→ DESCRIPTION OF THE TASK
Print the following lines exactly as they appear, in their original order.

(Location identification entries)
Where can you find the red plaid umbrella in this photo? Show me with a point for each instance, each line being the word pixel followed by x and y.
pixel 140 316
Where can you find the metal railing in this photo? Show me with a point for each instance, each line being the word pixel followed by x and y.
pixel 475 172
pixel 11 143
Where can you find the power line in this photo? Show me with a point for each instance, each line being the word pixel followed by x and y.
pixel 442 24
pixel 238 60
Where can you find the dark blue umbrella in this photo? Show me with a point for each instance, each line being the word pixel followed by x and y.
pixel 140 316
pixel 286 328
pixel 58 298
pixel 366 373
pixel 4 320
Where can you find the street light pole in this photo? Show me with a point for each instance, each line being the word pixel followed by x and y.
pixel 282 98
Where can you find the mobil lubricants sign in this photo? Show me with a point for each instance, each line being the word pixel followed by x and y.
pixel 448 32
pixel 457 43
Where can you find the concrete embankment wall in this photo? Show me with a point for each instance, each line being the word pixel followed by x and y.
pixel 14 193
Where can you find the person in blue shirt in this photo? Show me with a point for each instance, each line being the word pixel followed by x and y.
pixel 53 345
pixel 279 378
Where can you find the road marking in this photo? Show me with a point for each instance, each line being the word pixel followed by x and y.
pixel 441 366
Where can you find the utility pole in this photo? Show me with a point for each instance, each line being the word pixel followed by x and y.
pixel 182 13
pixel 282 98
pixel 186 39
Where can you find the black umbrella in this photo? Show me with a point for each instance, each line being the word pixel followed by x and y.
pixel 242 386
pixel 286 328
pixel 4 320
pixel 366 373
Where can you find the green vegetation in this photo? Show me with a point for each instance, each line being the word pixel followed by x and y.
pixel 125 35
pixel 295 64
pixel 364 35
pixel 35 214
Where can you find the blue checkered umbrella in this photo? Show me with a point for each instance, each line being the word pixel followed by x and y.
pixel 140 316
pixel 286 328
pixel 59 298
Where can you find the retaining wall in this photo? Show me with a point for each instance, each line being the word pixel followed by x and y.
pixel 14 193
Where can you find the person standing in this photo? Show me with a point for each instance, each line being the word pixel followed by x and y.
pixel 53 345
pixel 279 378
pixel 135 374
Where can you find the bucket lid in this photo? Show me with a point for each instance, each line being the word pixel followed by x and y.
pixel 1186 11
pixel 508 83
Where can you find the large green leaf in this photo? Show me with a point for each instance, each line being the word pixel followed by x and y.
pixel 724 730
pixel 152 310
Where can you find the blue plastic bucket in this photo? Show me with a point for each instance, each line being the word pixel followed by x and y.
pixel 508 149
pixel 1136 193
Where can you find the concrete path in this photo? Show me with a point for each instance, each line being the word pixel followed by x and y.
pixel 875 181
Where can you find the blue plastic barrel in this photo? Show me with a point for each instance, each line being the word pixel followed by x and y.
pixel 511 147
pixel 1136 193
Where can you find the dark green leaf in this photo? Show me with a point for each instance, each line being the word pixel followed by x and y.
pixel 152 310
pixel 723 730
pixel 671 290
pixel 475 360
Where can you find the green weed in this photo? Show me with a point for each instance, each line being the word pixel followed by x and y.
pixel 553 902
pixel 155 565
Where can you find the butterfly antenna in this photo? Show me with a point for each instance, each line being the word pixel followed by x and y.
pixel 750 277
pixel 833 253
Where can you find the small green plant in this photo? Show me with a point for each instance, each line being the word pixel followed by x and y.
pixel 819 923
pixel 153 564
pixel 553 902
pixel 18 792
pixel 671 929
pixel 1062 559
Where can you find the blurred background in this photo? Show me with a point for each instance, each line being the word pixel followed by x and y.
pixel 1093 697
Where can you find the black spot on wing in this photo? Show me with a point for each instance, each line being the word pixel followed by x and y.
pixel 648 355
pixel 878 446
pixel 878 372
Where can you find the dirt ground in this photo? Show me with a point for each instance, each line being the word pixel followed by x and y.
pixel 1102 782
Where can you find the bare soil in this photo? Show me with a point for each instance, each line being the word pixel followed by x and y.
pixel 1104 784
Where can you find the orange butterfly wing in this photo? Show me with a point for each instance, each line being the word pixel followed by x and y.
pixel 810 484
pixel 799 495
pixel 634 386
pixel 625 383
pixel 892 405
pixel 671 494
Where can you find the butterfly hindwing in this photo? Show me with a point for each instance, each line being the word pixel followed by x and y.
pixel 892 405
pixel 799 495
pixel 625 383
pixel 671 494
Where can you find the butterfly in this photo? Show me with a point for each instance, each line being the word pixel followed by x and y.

→ OUTPUT OF THE TASK
Where can you find the red plaid umbrella in this photo? Show me with a point for each instance, each line being the word pixel followed by x and y.
pixel 140 316
Where can you find the metal railing in this photo? Show me with a point for each instance, each line being the word pixel followed by x and y.
pixel 475 172
pixel 11 143
Where can you find the power line in this photo? Show me with a point for each instance, each line being the word pixel followed by x and y.
pixel 442 24
pixel 238 60
Where can you find the dark blue umbrella in this photo? Show me with a point for each instance, each line being the word pixel followed by x and y.
pixel 140 316
pixel 286 328
pixel 58 298
pixel 366 373
pixel 4 320
Where can you find the street light pole in this photo? Show me with a point for each instance, each line being the word pixel followed by x and y.
pixel 282 98
Where can you find the mobil lubricants sign in this photo? Show me with a point for each instance, each line being the word pixel followed by x and y.
pixel 448 32
pixel 457 43
Where can you find the concrete embankment wall in this photo? Show me with a point for each instance, each line being the word pixel followed by x and y.
pixel 14 193
Where can you find the person in blue shirt in this photo? Show me with a point for each instance, each line being the word pixel followed by x and y.
pixel 53 345
pixel 279 378
Where can you find the road marking in this photo? Show me with a point for each instance, each line being the word pixel followed by x and y.
pixel 441 366
Where can you find the utility pole in this photo? Show me with a point for each instance, each line being the word pixel followed by x and y.
pixel 182 13
pixel 282 98
pixel 186 39
Where can you find the black umbrella in this photo? Show me with a point for each instance, each line being the word pixel followed by x and y.
pixel 242 386
pixel 286 328
pixel 4 320
pixel 366 373
Where can you find the green vegetation in this photo? Show me with a point for each instance, each line being the word pixel followed by x and y.
pixel 125 35
pixel 295 64
pixel 364 35
pixel 35 214
Where can you find the blue checkered umbrella in this photo? Show me with a point for each instance, each line being the word pixel followed by x and y.
pixel 140 316
pixel 286 328
pixel 59 298
Where can you find the retaining wall in this photo? Show me with a point for each instance, each line being the word pixel followed by x and y.
pixel 14 193
Where can you find the person standing in this photo? Show me with a point for each instance, each line being the word pixel followed by x and y.
pixel 53 345
pixel 279 378
pixel 135 374
Where can you find the bucket lid in this photo? Show me with a point for each instance, each line being the word pixel followed by x and y.
pixel 1186 11
pixel 508 83
Where can you find the large green leaf in this photo? Show me with a point for each instance, each line being the word pixel followed by x and y.
pixel 724 730
pixel 152 310
Where can you find the blue plastic bucket in this photo? Show me with a point for each instance, each line being the word pixel followed by x and y.
pixel 508 149
pixel 1136 193
Where can you find the concrete path in this photo? Show me with a point for each instance, each line being the word pixel followed by x and y.
pixel 875 181
Where can you find the blue plastic barrel in this photo? Show me with a point for each instance, each line being the word pixel followed by x and y.
pixel 511 147
pixel 1136 193
Where can you find the dark green leaf in this photo? Show me with a point for each instance, each line being the word pixel followed by x and y.
pixel 152 310
pixel 723 730
pixel 671 290
pixel 475 360
Where can you find the green weed in this photo? Show me with a point for each instance, each line being the word pixel followed by x and y.
pixel 553 902
pixel 155 565
Where can you find the butterfly antenna in this photo? Show me with a point for each instance, each line being the word pixel followed by x and y.
pixel 750 277
pixel 833 253
Where can you find the small green plant in this photo? Show me with a point for each instance, each line being the word pixel followed by x and y.
pixel 819 923
pixel 153 564
pixel 553 902
pixel 18 792
pixel 671 929
pixel 1062 559
Where can you find the blurred background in this photo? Show me with a point for each instance, each line being the word pixel followed by x and y.
pixel 1093 697
Where can you find the black spot on wing in this photo? Show me with a point for each instance, each line being the word pixel followed by x and y.
pixel 648 355
pixel 878 446
pixel 878 372
Where can you find the dirt ground in this photo? Show me with a point for each instance, each line being the word pixel followed by x and y.
pixel 1102 782
Where can you find the bare soil in this photo? Show me with a point for each instance, each line being the word pixel followed by x and y.
pixel 1104 784
Where can you find the orange butterfly wing in this photo? Show me with a point for each instance, each line being the word pixel followed by x and y.
pixel 810 484
pixel 799 495
pixel 634 386
pixel 625 383
pixel 892 405
pixel 671 494
Where can you find the butterfly hindwing in this photo? Show me with a point for each instance, each line being the word pixel followed by x and y.
pixel 892 405
pixel 799 495
pixel 625 383
pixel 671 494
Where can you find the butterfly in this photo? Show me with a point for each instance, each line being the word pixel followed by x and y.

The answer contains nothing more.